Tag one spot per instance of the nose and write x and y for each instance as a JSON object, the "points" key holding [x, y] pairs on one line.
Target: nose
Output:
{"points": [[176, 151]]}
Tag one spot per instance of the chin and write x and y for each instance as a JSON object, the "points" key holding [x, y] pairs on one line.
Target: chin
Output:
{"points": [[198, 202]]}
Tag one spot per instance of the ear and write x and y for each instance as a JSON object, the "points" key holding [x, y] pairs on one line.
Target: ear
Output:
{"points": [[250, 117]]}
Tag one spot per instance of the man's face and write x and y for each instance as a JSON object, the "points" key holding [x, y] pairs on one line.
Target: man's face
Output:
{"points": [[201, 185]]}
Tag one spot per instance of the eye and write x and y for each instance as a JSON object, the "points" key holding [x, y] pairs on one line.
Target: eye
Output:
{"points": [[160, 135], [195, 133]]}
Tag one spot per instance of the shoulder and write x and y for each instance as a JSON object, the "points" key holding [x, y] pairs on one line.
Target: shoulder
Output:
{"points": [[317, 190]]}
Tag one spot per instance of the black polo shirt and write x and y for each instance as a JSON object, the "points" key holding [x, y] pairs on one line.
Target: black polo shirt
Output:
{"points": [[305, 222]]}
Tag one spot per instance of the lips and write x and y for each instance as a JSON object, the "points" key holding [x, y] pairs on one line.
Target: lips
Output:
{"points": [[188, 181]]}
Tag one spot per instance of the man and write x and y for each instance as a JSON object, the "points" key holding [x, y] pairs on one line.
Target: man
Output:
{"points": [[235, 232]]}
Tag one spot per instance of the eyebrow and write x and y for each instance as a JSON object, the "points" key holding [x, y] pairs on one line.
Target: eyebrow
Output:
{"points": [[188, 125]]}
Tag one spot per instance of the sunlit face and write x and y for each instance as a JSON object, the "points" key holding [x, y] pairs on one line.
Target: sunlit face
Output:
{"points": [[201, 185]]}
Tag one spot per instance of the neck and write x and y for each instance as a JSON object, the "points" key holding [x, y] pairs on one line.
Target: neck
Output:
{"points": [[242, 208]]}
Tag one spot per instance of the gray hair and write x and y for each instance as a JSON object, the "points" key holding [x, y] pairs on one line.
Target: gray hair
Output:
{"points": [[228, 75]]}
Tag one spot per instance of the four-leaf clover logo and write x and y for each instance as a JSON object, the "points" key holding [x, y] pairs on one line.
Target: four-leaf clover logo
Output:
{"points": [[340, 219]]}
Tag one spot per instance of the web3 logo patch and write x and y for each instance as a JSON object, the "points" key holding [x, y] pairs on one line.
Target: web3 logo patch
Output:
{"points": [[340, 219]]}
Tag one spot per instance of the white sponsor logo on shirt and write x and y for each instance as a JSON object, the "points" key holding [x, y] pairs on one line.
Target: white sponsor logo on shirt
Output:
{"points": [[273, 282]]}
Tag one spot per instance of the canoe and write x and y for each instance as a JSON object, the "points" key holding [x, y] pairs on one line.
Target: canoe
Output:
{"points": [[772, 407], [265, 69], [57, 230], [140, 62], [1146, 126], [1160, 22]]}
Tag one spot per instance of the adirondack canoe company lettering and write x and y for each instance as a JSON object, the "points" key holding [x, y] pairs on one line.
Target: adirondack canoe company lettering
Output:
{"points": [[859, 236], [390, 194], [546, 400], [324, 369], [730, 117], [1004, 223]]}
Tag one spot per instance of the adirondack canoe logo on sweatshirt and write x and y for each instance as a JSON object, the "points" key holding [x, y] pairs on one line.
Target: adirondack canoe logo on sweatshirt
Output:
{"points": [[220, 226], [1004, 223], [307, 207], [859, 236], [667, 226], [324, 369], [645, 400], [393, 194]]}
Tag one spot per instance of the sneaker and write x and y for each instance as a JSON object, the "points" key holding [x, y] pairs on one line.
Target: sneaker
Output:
****
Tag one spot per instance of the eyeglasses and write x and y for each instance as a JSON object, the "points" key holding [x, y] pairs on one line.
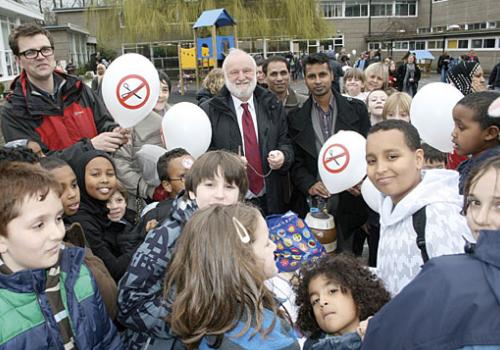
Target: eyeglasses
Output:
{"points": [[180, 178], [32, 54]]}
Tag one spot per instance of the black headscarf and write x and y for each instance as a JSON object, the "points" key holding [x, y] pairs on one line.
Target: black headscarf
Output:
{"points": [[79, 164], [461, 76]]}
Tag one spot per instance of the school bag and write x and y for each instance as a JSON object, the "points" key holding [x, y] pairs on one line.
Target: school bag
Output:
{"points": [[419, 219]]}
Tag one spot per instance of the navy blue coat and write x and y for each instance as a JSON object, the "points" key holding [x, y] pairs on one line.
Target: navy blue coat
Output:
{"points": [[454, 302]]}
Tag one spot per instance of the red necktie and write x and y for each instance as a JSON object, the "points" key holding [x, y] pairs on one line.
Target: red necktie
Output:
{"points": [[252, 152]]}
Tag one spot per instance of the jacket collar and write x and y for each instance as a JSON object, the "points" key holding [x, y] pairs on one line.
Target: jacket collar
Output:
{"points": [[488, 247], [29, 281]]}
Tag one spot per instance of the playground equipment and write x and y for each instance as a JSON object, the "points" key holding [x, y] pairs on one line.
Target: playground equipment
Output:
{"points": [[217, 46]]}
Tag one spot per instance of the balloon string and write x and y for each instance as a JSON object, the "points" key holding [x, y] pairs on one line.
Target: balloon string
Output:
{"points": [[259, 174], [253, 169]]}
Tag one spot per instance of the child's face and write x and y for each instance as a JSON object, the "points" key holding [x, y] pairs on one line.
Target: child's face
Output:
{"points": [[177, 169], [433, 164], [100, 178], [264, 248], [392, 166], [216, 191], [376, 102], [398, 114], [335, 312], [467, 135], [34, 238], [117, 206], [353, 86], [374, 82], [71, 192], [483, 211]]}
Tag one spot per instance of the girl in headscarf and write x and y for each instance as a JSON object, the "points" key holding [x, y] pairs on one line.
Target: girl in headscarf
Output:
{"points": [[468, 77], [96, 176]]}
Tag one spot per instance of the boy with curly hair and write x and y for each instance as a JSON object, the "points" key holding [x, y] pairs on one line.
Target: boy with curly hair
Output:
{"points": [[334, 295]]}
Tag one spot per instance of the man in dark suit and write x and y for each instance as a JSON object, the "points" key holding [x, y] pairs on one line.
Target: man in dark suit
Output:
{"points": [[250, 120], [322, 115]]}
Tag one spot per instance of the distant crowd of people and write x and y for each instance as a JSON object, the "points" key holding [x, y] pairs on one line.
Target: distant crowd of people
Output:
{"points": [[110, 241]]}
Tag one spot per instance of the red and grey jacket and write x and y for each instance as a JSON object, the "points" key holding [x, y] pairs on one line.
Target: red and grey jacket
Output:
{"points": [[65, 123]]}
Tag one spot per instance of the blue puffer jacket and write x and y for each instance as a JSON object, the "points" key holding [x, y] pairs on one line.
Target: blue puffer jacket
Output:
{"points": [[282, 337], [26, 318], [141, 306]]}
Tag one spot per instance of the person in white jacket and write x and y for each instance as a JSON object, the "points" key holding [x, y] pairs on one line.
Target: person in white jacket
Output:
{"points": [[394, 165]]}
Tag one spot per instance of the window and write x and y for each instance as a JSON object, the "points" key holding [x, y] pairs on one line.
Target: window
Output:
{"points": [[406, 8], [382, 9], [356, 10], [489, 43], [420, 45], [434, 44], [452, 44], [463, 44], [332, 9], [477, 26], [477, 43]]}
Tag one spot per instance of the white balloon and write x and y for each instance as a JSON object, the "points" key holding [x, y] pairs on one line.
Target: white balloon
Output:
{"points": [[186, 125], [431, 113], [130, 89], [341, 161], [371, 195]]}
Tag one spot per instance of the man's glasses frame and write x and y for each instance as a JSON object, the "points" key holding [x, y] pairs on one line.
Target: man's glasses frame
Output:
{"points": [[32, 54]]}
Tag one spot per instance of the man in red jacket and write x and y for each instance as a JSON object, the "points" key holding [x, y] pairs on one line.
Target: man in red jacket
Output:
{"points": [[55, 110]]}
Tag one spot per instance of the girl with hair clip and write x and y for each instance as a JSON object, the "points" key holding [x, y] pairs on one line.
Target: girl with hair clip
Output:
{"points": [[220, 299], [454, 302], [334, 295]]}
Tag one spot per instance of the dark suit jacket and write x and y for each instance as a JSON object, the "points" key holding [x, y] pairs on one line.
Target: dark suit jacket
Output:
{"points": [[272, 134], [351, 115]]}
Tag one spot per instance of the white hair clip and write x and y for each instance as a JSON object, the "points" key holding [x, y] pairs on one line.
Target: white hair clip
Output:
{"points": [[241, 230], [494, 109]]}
****
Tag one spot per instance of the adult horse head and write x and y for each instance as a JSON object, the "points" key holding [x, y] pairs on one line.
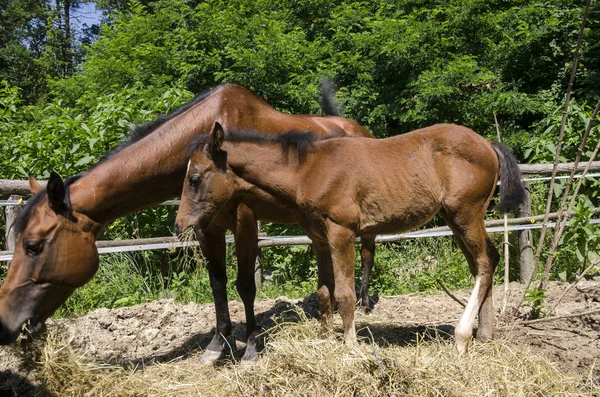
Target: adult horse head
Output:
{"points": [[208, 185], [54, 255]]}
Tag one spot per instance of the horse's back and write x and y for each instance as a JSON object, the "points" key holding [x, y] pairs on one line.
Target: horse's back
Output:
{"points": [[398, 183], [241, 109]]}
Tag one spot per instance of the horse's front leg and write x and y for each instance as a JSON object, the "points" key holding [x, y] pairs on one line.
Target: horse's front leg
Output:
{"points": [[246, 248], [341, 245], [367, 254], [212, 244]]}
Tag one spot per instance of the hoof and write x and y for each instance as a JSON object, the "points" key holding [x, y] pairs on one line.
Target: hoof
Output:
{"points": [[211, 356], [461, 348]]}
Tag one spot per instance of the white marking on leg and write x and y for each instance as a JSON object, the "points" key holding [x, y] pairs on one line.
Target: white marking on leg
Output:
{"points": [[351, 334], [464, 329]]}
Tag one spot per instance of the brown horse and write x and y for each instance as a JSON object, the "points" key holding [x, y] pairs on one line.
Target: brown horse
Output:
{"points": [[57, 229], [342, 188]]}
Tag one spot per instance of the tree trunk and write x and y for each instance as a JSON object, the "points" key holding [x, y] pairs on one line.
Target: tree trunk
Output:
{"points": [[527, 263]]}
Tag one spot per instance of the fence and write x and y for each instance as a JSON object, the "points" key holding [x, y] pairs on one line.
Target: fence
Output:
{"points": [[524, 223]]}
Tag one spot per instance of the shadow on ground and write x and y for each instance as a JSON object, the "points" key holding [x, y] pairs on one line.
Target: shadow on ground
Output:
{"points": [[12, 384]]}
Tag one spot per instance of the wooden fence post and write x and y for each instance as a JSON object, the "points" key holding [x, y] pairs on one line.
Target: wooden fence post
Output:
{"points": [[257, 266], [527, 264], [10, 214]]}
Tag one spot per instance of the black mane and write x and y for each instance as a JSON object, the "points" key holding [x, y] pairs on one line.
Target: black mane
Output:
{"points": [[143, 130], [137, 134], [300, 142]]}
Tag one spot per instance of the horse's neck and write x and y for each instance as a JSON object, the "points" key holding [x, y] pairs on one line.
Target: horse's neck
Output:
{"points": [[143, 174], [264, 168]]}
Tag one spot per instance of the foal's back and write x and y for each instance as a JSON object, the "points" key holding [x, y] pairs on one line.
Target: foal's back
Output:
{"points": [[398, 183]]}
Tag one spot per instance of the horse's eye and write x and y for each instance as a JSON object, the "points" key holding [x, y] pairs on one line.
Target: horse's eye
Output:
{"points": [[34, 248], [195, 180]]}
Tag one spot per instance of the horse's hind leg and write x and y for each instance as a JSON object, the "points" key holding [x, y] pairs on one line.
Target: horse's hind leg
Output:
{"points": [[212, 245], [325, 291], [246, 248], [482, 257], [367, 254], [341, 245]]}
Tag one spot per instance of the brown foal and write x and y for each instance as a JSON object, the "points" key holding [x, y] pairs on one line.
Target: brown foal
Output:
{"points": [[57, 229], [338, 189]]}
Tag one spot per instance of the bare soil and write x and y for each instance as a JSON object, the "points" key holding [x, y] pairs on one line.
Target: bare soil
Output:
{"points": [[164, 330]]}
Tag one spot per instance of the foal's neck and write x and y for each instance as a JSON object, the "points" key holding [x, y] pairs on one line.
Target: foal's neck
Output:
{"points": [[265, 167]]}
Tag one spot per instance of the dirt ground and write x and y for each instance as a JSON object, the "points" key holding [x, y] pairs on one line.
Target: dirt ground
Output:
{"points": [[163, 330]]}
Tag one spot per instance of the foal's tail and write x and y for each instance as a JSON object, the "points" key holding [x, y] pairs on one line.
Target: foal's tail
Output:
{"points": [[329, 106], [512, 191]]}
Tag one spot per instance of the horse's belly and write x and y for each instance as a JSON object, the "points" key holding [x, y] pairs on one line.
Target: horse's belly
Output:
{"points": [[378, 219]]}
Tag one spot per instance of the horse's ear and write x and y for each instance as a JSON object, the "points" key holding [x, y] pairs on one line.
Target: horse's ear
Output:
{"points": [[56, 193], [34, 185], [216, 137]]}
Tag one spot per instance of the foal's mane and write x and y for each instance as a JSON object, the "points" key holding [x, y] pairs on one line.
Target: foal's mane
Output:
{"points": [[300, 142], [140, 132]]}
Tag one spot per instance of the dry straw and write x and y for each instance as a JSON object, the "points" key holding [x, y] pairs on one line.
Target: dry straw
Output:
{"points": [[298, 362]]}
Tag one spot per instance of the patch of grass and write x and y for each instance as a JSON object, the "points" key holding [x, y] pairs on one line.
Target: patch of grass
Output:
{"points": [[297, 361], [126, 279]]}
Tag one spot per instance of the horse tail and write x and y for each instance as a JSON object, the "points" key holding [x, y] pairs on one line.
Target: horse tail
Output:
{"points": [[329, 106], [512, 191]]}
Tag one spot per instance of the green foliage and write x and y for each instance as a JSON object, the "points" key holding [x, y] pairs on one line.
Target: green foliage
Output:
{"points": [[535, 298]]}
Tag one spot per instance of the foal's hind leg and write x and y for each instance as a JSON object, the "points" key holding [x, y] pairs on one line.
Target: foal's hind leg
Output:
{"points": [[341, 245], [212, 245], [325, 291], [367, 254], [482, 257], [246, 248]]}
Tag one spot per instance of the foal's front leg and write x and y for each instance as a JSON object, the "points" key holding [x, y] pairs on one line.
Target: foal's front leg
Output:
****
PROBLEM TO WORK ON.
Which lines in the entries above contain the string "puffer"? Pick out each one and copy it in full, counting only matches with the same uppercase and lowercase letters.

COMPLETED EXERCISE.
Tag one spot per instance of the blue puffer jacket and write x and y for each instance as a JSON object, the "points" key holding [x, y] pairs on one line.
Target: blue puffer jacket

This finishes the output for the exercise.